• TASK GOAL: Show each line of the records below that contains the word "white".

• EXERCISE MATERIAL:

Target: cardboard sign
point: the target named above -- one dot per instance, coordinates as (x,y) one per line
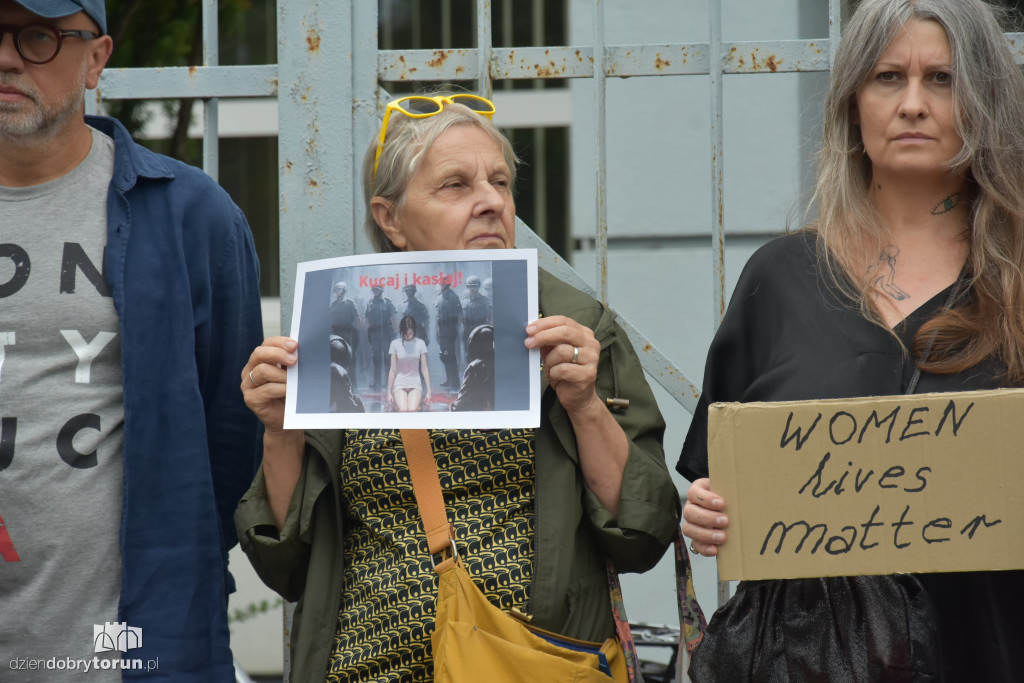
(929,482)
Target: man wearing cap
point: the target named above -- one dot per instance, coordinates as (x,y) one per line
(419,311)
(129,291)
(380,332)
(475,308)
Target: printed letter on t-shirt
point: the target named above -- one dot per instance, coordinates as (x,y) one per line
(6,339)
(86,351)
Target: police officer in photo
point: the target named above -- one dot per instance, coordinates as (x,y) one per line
(380,332)
(344,323)
(449,319)
(476,309)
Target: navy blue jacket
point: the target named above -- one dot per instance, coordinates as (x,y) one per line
(184,278)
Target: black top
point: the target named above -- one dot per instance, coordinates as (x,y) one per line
(790,335)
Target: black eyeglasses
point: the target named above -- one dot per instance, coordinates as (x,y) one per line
(39,43)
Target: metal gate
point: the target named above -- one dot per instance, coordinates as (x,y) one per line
(327,80)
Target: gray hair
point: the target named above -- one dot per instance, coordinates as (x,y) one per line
(406,146)
(988,104)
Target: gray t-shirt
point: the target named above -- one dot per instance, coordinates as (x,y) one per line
(62,421)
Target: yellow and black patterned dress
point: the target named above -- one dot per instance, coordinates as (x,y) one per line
(386,613)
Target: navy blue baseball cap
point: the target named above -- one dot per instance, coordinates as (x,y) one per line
(53,8)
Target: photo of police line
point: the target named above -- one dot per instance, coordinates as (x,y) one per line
(410,344)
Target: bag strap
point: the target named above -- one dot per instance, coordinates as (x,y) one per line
(427,488)
(623,629)
(691,620)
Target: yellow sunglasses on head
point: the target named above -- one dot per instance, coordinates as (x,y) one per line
(421,107)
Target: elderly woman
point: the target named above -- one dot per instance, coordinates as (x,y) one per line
(331,520)
(908,280)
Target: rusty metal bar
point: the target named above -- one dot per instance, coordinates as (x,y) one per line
(369,100)
(484,85)
(211,110)
(621,60)
(601,161)
(717,188)
(835,24)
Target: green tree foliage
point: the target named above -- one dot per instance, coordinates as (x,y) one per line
(168,33)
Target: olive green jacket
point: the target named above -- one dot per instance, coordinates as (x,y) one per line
(574,532)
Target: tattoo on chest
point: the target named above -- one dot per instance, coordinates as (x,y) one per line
(886,282)
(946,205)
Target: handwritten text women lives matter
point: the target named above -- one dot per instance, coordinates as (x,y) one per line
(869,485)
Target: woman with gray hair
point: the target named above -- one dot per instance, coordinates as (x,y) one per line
(909,278)
(331,519)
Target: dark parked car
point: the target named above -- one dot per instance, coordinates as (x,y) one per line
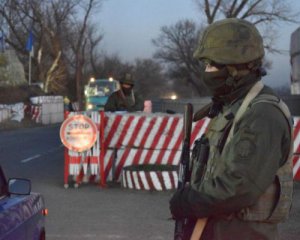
(22,212)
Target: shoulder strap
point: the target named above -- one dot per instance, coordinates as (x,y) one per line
(254,91)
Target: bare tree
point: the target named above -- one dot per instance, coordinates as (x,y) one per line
(149,75)
(263,13)
(62,38)
(176,45)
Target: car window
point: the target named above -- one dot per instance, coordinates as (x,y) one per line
(3,184)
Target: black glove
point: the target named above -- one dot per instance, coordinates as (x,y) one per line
(175,205)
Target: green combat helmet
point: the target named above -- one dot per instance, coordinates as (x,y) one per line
(127,79)
(230,41)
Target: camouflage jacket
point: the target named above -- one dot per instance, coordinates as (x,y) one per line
(239,174)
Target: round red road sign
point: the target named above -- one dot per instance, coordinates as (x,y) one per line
(78,133)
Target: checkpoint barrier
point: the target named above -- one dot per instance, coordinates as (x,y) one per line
(139,138)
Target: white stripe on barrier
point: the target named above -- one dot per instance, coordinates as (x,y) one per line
(136,180)
(144,180)
(155,181)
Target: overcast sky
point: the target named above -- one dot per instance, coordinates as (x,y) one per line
(129,25)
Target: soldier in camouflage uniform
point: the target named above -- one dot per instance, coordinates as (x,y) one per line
(125,99)
(246,188)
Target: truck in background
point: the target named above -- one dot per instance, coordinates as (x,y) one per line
(97,92)
(295,61)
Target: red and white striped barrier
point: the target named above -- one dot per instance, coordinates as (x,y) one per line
(36,111)
(139,138)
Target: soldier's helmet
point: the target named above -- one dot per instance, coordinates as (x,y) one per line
(127,79)
(230,41)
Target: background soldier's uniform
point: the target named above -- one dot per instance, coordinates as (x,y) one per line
(122,101)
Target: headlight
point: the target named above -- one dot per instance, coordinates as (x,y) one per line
(90,106)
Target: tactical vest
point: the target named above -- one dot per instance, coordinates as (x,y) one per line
(273,205)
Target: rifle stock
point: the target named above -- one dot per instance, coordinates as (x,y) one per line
(183,174)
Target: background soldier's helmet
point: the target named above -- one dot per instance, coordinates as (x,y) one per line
(230,41)
(127,79)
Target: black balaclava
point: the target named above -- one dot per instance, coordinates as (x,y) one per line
(127,91)
(229,84)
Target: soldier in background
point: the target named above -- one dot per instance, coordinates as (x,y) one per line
(246,187)
(125,99)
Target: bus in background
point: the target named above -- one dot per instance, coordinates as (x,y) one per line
(295,61)
(97,92)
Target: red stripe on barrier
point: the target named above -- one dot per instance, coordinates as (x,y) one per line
(124,131)
(296,133)
(121,163)
(161,180)
(196,129)
(173,152)
(112,130)
(296,170)
(149,180)
(137,128)
(156,139)
(173,180)
(140,181)
(167,140)
(144,139)
(109,166)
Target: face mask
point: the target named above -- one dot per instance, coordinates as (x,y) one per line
(127,91)
(216,82)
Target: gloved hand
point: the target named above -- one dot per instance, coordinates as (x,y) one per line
(175,205)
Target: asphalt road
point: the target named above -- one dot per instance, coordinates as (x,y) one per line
(91,212)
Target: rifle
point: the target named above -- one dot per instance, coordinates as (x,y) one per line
(191,229)
(184,173)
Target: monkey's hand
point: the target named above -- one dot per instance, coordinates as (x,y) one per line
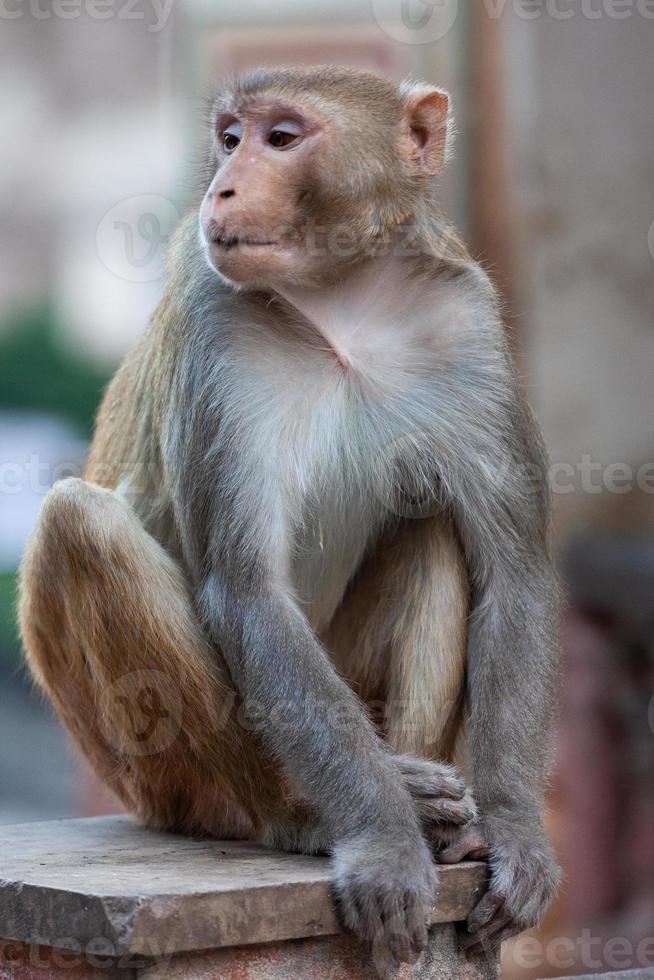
(441,800)
(523,879)
(385,885)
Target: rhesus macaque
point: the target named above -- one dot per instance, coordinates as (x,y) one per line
(315,489)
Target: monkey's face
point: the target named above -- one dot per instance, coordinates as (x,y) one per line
(305,184)
(256,215)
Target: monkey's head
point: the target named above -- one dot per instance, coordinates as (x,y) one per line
(312,168)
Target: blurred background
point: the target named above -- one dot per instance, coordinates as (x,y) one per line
(552,184)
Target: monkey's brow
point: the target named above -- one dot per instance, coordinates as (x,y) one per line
(262,105)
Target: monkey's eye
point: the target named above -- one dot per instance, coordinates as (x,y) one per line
(232,137)
(284,134)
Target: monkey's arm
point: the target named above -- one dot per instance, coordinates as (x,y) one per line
(502,506)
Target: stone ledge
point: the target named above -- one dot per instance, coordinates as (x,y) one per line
(106,883)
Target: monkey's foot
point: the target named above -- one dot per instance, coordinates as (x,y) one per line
(524,877)
(440,797)
(385,886)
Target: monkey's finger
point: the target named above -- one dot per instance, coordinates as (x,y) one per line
(491,936)
(485,911)
(457,812)
(471,845)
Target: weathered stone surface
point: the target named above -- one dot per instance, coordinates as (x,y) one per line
(336,958)
(645,974)
(325,958)
(110,883)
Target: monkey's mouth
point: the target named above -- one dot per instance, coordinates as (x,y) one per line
(230,242)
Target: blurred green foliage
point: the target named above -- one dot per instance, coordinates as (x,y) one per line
(39,375)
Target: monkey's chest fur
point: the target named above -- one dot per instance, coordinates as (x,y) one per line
(337,452)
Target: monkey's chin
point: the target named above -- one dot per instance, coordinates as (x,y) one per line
(257,266)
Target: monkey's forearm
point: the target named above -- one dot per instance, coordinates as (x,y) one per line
(512,673)
(313,723)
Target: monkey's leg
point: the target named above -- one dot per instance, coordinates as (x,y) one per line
(113,640)
(400,639)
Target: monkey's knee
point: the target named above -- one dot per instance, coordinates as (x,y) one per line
(112,637)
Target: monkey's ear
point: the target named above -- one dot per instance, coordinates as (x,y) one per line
(424,128)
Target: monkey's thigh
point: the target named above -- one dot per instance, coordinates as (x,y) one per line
(400,637)
(112,638)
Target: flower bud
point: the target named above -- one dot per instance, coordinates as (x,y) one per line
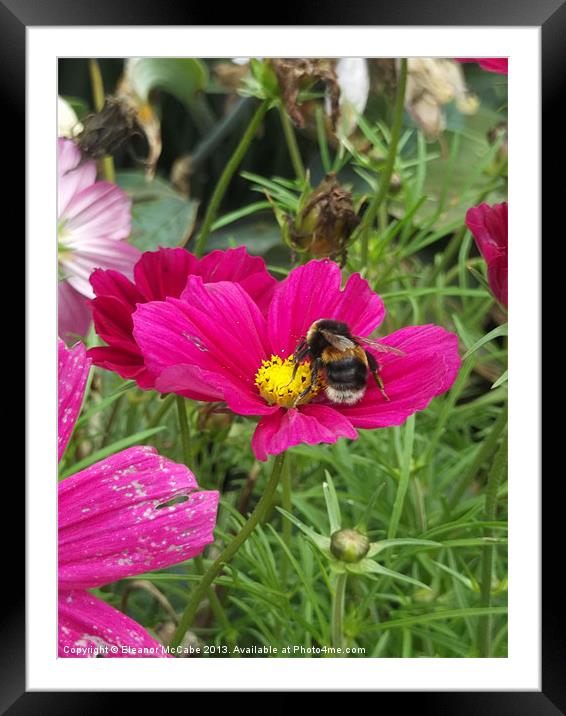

• TASK RESPONSE:
Target: white stripe on barrier
Target: red and white striped barrier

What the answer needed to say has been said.